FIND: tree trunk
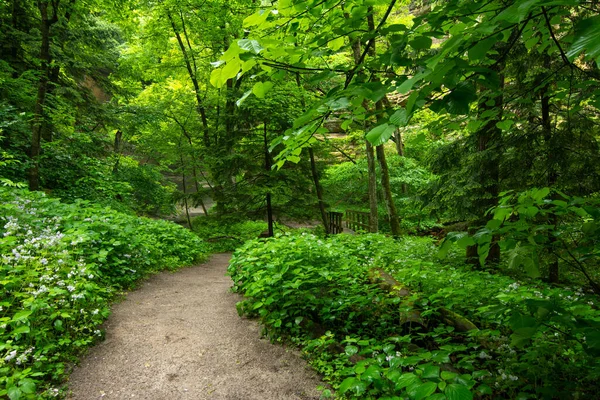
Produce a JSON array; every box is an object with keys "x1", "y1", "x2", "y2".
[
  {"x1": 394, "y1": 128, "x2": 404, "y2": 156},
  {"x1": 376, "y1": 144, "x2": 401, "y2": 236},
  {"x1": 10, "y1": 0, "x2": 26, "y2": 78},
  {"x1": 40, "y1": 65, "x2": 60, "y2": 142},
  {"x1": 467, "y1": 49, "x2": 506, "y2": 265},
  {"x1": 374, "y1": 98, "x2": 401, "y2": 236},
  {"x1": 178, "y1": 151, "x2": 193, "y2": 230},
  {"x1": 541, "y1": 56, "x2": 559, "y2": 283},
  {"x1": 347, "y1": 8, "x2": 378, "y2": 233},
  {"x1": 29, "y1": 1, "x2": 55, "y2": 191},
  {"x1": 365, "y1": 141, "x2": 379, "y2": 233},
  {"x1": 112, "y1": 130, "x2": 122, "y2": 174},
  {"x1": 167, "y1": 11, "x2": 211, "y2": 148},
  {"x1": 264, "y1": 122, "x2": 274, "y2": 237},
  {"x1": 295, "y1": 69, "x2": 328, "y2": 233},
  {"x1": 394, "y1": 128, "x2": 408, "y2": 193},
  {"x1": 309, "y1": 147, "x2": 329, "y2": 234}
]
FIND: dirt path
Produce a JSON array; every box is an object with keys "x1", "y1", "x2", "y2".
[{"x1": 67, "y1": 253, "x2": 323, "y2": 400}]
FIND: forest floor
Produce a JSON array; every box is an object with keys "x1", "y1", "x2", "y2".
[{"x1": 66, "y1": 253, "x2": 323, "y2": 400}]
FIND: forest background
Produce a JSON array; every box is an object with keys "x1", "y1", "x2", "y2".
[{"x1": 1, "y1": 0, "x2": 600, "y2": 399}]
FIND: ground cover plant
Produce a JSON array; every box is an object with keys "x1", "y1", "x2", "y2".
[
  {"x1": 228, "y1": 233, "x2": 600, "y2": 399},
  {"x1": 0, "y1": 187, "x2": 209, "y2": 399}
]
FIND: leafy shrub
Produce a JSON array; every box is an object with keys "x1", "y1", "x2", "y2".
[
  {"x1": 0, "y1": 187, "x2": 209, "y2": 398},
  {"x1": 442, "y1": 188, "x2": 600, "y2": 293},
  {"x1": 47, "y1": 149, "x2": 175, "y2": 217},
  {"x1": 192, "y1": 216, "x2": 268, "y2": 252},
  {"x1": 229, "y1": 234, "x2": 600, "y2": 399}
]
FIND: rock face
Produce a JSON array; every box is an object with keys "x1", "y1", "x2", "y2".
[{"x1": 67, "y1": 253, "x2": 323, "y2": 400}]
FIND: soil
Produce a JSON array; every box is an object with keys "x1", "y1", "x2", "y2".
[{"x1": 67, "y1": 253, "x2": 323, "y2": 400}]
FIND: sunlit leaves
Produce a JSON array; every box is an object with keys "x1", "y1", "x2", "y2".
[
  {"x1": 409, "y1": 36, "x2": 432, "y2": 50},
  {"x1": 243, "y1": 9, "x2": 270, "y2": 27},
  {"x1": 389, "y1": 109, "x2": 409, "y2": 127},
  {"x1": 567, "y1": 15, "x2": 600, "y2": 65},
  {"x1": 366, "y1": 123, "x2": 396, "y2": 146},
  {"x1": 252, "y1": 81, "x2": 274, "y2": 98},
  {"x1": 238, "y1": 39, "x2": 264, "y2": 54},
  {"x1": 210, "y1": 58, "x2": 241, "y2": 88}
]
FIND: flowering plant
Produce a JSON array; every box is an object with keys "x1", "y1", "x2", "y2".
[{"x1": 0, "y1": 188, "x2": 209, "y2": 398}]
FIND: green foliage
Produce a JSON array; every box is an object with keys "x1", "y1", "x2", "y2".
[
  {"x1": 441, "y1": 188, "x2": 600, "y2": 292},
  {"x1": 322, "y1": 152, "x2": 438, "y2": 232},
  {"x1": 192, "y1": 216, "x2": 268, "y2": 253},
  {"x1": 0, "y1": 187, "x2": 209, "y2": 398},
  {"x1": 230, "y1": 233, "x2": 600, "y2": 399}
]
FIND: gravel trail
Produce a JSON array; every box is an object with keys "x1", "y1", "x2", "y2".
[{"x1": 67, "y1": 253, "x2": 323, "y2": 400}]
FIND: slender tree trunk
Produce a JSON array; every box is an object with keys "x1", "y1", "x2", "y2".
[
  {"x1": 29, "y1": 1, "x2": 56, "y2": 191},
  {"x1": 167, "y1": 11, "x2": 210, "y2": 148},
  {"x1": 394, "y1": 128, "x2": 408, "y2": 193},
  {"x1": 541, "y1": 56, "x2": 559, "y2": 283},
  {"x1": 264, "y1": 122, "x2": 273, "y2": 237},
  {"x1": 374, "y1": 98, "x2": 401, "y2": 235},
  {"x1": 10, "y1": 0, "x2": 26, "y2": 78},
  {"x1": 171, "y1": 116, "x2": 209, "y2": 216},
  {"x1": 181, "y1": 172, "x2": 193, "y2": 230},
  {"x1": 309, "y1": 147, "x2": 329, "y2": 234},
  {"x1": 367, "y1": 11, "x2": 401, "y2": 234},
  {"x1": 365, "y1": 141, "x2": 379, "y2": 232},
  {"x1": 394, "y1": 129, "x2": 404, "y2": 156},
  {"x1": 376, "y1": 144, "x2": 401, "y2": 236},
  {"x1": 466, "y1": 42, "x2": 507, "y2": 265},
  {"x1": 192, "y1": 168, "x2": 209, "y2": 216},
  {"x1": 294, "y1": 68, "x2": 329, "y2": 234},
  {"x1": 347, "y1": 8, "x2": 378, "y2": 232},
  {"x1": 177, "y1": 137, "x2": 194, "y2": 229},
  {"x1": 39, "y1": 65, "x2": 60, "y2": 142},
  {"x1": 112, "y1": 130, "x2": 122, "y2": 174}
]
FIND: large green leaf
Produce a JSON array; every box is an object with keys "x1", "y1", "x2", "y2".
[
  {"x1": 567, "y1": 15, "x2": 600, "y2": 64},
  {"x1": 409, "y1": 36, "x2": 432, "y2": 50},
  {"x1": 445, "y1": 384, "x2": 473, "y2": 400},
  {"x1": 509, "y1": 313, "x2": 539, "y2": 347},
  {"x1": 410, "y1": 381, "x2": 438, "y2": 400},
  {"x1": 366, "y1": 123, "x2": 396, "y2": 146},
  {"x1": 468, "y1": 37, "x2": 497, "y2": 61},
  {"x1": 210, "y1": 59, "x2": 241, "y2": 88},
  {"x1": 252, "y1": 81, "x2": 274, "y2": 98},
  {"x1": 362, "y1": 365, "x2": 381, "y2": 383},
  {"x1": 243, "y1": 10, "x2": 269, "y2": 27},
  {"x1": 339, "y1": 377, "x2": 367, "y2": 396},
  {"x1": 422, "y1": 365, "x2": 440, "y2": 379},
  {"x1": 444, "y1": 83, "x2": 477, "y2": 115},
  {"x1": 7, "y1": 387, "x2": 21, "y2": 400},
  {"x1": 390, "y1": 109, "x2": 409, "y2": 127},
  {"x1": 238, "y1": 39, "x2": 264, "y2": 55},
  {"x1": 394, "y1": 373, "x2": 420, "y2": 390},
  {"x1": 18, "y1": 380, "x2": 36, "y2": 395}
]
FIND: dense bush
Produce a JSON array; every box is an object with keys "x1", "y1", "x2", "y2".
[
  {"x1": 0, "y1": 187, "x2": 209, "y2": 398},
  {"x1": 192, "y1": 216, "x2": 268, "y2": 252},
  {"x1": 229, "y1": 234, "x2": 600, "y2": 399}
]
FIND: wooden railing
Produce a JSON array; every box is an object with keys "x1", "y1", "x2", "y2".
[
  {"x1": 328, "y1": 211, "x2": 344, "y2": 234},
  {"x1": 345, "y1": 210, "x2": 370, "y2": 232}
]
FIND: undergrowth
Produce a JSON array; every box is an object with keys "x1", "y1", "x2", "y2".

⁂

[Problem to work on]
Which lines in the records above include the word "green"? Copy them out.

[Answer box]
FIND: green foliage
FIND: large green leaf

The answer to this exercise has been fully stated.